Object pointing dataset rows
▶

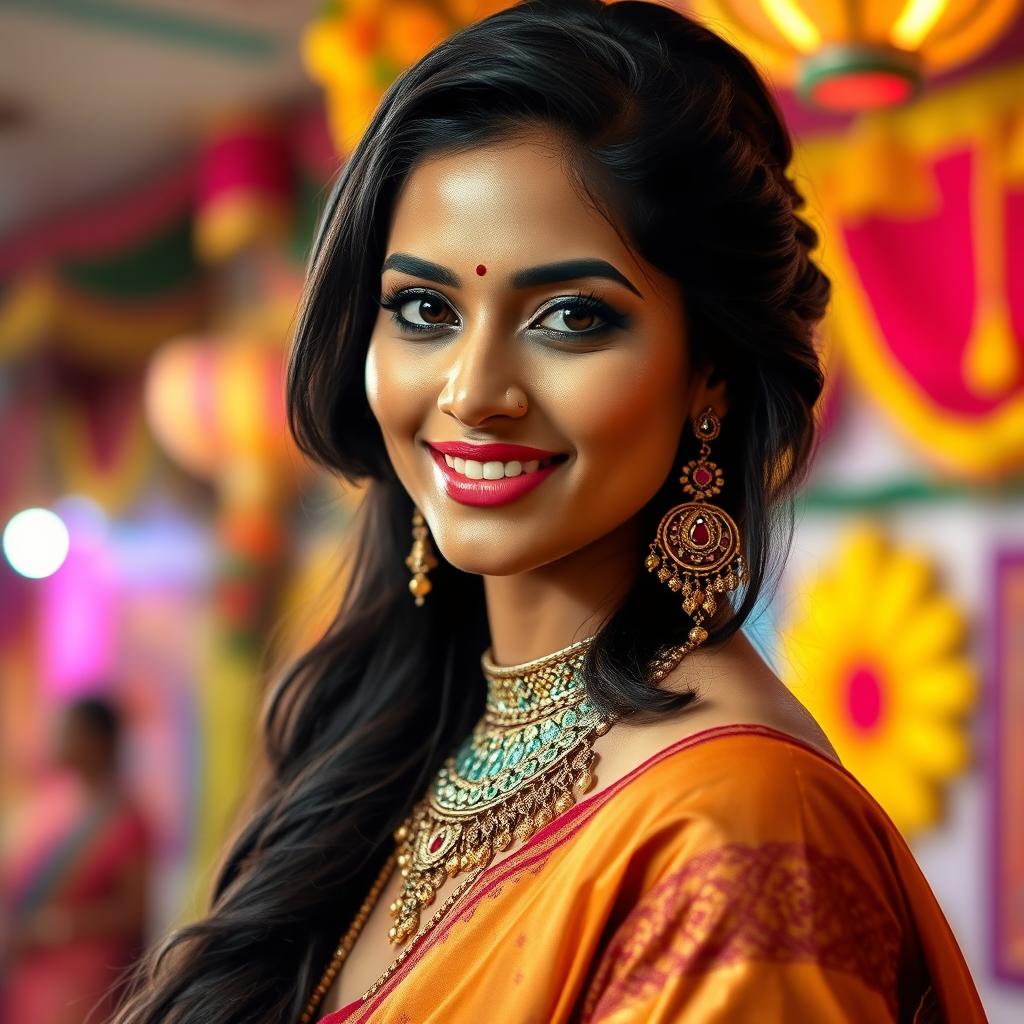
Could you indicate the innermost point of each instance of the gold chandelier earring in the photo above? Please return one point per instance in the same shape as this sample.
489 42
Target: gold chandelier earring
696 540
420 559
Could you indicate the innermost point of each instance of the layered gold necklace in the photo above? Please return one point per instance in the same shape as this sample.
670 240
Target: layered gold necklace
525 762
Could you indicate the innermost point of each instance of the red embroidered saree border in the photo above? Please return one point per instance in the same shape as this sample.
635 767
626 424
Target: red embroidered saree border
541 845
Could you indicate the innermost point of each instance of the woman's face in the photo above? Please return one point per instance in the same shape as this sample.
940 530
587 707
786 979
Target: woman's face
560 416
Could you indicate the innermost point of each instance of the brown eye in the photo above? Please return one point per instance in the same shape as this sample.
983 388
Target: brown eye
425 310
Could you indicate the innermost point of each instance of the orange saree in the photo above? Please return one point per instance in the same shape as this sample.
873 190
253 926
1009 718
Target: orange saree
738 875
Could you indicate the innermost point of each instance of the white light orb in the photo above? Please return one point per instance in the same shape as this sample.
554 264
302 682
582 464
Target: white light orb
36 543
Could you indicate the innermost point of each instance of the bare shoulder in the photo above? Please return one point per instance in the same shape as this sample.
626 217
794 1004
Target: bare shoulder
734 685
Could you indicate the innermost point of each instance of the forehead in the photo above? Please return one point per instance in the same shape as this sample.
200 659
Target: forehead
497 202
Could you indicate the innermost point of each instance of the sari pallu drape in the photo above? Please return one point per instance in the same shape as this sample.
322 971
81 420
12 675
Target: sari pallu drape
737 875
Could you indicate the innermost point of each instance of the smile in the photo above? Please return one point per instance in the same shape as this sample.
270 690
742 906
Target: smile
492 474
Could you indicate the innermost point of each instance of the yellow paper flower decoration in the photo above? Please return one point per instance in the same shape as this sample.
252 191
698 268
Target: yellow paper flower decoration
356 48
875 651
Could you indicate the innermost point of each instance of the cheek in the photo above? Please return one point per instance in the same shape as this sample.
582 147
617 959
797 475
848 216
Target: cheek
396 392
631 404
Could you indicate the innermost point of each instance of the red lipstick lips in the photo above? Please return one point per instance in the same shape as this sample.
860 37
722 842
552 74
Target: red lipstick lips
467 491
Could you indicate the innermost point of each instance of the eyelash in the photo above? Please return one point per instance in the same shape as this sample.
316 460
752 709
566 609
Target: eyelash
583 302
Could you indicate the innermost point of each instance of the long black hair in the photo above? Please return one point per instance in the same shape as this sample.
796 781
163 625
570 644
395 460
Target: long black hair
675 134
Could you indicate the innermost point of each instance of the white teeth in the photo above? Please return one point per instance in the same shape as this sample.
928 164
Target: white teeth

◀
▶

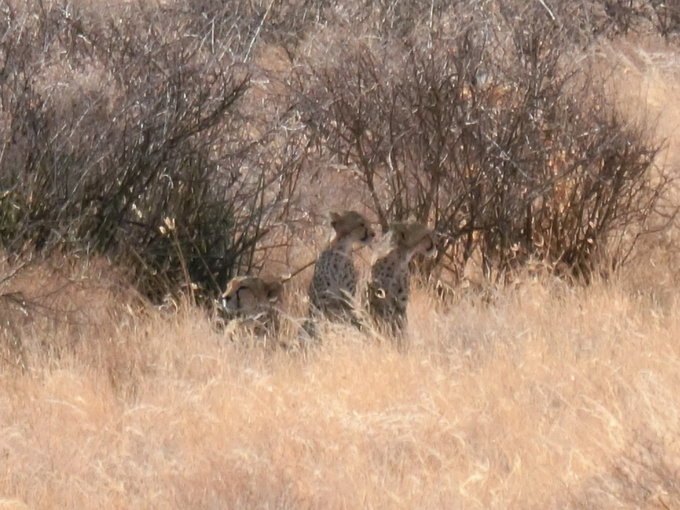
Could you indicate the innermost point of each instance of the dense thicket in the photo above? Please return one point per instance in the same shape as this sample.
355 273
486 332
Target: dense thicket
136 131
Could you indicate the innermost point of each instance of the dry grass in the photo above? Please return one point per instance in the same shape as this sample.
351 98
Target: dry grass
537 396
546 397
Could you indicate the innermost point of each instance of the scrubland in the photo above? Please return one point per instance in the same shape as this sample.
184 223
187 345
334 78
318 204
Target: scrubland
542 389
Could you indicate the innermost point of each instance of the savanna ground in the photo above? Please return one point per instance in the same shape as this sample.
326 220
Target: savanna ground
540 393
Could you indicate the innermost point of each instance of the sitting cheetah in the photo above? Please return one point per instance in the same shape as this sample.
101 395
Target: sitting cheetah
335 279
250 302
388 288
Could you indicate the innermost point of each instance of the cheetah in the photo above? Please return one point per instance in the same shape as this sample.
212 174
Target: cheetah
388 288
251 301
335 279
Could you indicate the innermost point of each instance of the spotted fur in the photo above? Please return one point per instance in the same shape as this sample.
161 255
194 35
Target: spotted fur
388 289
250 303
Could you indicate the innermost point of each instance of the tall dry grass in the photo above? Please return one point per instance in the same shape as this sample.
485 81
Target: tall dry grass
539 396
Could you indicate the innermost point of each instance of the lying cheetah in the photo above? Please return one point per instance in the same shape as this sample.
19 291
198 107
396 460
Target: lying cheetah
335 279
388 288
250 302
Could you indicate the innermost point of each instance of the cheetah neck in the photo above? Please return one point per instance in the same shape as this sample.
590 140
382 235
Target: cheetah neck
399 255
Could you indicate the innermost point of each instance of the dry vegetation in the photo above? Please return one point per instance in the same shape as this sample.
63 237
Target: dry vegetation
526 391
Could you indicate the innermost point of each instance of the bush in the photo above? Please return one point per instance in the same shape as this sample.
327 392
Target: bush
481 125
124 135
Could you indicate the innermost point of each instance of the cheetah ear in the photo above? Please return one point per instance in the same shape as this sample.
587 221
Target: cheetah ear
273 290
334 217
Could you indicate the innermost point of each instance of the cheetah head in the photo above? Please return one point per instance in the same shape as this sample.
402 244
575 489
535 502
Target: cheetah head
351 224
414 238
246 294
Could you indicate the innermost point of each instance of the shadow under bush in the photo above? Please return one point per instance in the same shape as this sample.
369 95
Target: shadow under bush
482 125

◀

Find each line in the records above that contains the string "sari", matching case, and copy those lines.

--- COMPLETE RESPONSE ---
Could you indicate the innermost point of each instance of the sari pallu drape in the photo above? Please return one point per instance in the same shape as this sample.
Target: sari pallu drape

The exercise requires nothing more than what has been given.